*Short exercise*
How many lines in the entries below contain the string "sunglasses"? Reply with the number alone.

*Provided data*
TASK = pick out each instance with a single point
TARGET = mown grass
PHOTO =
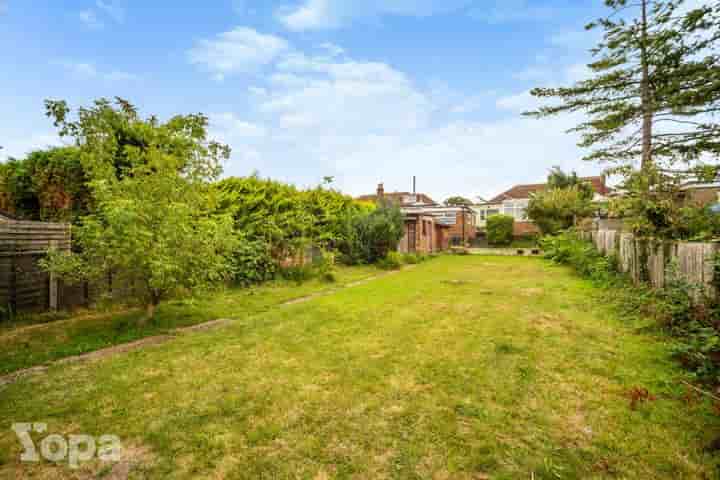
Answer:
(461, 368)
(23, 346)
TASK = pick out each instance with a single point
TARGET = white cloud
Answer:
(241, 50)
(111, 9)
(520, 102)
(328, 14)
(94, 18)
(227, 125)
(506, 11)
(90, 19)
(365, 122)
(86, 70)
(332, 49)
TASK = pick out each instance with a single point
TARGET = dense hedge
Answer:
(500, 229)
(47, 185)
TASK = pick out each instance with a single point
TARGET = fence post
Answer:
(53, 286)
(12, 288)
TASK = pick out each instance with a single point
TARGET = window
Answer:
(516, 209)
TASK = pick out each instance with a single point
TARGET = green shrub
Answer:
(253, 262)
(370, 237)
(692, 323)
(392, 261)
(411, 258)
(324, 266)
(500, 229)
(298, 273)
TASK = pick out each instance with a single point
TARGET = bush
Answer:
(675, 308)
(253, 262)
(500, 229)
(411, 259)
(558, 208)
(372, 236)
(392, 261)
(298, 273)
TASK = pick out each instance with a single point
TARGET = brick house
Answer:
(429, 226)
(514, 202)
(700, 194)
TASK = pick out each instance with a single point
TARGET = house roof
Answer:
(523, 191)
(400, 198)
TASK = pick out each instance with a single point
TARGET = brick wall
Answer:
(425, 233)
(521, 229)
(469, 232)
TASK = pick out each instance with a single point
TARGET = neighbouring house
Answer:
(698, 193)
(514, 203)
(403, 199)
(429, 226)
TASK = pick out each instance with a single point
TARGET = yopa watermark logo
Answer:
(74, 449)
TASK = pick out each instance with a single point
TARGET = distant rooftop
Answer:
(523, 191)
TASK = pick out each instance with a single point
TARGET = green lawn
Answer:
(461, 368)
(23, 347)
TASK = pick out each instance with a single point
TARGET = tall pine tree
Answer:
(656, 80)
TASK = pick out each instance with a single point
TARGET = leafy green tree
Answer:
(154, 221)
(650, 96)
(371, 236)
(458, 201)
(653, 67)
(284, 217)
(500, 229)
(558, 209)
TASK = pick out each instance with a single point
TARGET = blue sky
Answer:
(365, 91)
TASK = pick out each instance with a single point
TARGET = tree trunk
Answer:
(150, 308)
(646, 97)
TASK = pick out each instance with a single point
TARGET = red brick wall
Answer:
(470, 231)
(424, 237)
(521, 229)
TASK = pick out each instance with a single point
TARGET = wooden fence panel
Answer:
(648, 260)
(24, 286)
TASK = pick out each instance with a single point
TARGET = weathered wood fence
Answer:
(24, 286)
(647, 260)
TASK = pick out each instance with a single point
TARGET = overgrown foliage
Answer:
(370, 237)
(679, 308)
(47, 185)
(559, 208)
(154, 219)
(500, 229)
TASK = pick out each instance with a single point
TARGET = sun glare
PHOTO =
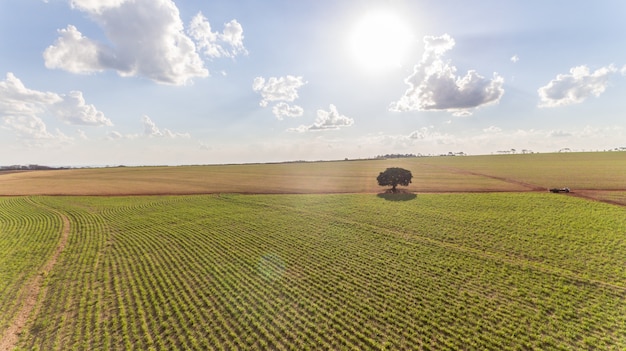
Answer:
(380, 40)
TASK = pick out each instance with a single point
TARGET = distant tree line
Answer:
(396, 156)
(26, 168)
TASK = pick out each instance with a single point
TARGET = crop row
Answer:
(329, 272)
(28, 236)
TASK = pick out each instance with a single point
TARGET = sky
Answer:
(163, 82)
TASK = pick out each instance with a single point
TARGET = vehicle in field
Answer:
(559, 190)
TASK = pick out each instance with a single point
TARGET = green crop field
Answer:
(469, 271)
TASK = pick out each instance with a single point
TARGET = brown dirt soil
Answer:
(33, 290)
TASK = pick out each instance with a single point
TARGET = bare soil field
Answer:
(600, 176)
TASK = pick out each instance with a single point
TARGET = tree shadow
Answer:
(397, 196)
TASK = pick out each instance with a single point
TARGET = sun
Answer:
(380, 40)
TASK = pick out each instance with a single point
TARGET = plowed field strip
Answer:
(532, 187)
(35, 287)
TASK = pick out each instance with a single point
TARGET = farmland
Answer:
(489, 266)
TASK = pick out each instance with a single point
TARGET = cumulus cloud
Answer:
(326, 120)
(575, 87)
(283, 109)
(150, 129)
(559, 134)
(277, 88)
(22, 109)
(429, 134)
(73, 110)
(435, 86)
(492, 129)
(147, 39)
(229, 43)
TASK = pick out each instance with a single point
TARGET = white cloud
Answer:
(29, 127)
(326, 120)
(229, 43)
(429, 134)
(283, 109)
(492, 129)
(95, 6)
(113, 135)
(151, 130)
(575, 87)
(277, 88)
(147, 39)
(558, 134)
(22, 109)
(434, 84)
(75, 53)
(73, 110)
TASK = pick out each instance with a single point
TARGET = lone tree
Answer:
(394, 176)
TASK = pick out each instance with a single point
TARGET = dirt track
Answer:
(34, 288)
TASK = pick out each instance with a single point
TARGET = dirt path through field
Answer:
(531, 187)
(34, 288)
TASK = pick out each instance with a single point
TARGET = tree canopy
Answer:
(394, 176)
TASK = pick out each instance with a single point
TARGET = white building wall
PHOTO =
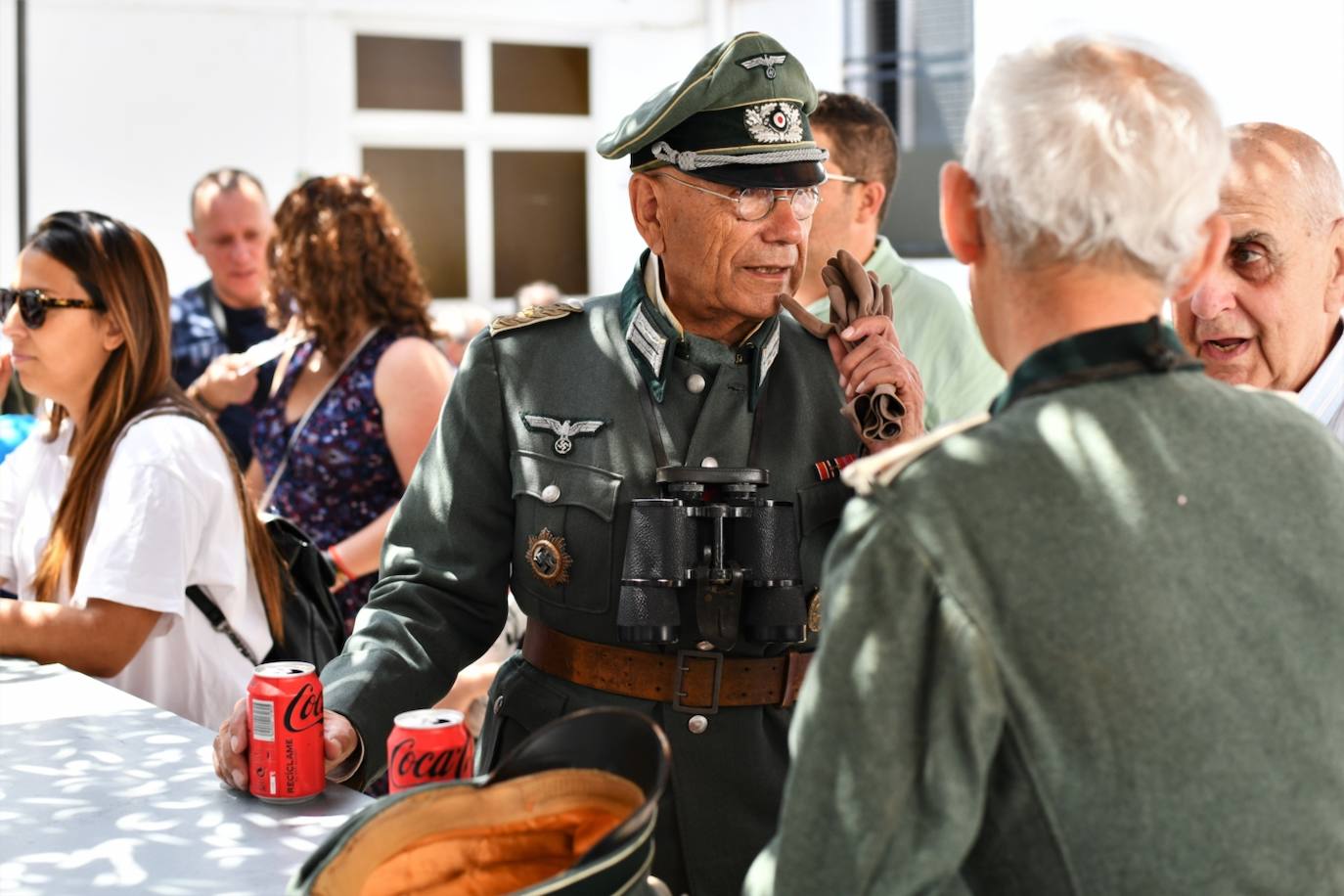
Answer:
(1278, 62)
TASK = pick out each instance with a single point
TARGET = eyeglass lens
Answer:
(755, 203)
(31, 308)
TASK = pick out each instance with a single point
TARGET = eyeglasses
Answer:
(755, 203)
(34, 304)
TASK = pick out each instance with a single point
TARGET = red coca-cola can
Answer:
(285, 748)
(427, 744)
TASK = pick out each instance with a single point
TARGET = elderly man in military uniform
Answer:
(1095, 644)
(563, 416)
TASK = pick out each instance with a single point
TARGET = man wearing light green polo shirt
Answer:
(934, 330)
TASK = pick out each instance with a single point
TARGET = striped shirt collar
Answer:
(1324, 392)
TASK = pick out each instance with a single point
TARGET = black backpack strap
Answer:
(216, 619)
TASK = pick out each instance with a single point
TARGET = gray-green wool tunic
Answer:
(460, 539)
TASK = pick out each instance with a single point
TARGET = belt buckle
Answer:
(682, 655)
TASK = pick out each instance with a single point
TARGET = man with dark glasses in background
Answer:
(222, 317)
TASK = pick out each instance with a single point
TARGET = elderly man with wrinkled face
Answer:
(1091, 645)
(567, 420)
(1271, 313)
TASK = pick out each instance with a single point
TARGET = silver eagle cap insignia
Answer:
(564, 430)
(768, 61)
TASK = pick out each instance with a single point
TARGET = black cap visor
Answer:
(780, 176)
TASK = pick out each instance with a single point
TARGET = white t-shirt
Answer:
(167, 517)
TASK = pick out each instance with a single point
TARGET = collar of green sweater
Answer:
(1111, 352)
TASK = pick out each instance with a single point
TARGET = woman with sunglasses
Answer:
(128, 495)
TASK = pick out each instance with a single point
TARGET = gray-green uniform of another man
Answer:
(1095, 645)
(556, 425)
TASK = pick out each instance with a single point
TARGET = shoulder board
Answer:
(866, 474)
(535, 315)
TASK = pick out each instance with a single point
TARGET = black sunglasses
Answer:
(34, 304)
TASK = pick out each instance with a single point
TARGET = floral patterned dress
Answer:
(340, 474)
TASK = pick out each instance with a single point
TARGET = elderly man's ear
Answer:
(960, 216)
(1217, 233)
(646, 207)
(1335, 288)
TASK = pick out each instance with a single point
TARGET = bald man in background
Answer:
(1271, 315)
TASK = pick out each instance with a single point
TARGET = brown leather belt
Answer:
(690, 680)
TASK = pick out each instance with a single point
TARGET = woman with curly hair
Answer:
(130, 495)
(358, 400)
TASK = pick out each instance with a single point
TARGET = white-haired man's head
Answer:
(1093, 152)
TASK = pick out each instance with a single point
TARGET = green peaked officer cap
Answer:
(739, 118)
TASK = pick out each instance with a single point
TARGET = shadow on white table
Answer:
(103, 791)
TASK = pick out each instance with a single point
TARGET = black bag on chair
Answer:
(315, 630)
(466, 833)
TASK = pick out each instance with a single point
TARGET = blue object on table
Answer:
(14, 430)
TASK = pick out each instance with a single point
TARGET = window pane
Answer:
(541, 220)
(426, 188)
(915, 60)
(409, 72)
(541, 79)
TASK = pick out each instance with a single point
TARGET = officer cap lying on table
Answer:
(570, 810)
(739, 118)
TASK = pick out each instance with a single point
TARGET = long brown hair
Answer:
(341, 254)
(124, 276)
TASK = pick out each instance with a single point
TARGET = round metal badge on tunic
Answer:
(547, 558)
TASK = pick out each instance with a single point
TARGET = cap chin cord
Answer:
(695, 160)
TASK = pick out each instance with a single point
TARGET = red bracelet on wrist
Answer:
(340, 564)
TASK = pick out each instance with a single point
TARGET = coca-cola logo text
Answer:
(304, 709)
(431, 765)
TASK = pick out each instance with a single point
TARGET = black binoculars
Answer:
(712, 551)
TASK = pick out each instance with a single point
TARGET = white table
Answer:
(101, 791)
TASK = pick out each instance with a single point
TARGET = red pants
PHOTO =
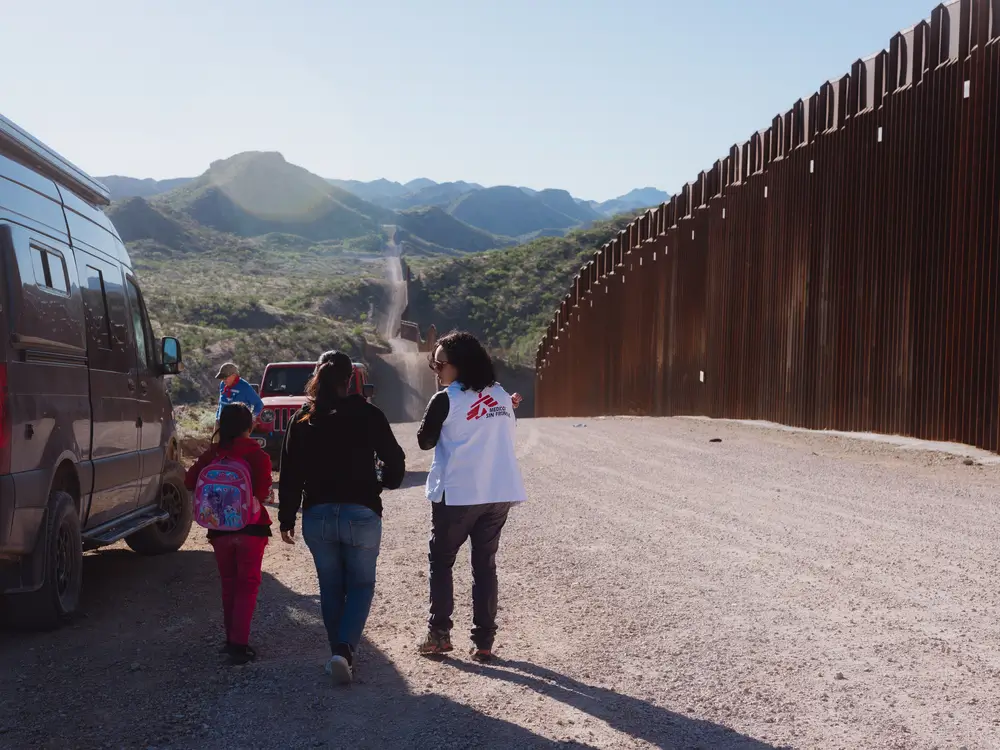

*The reply*
2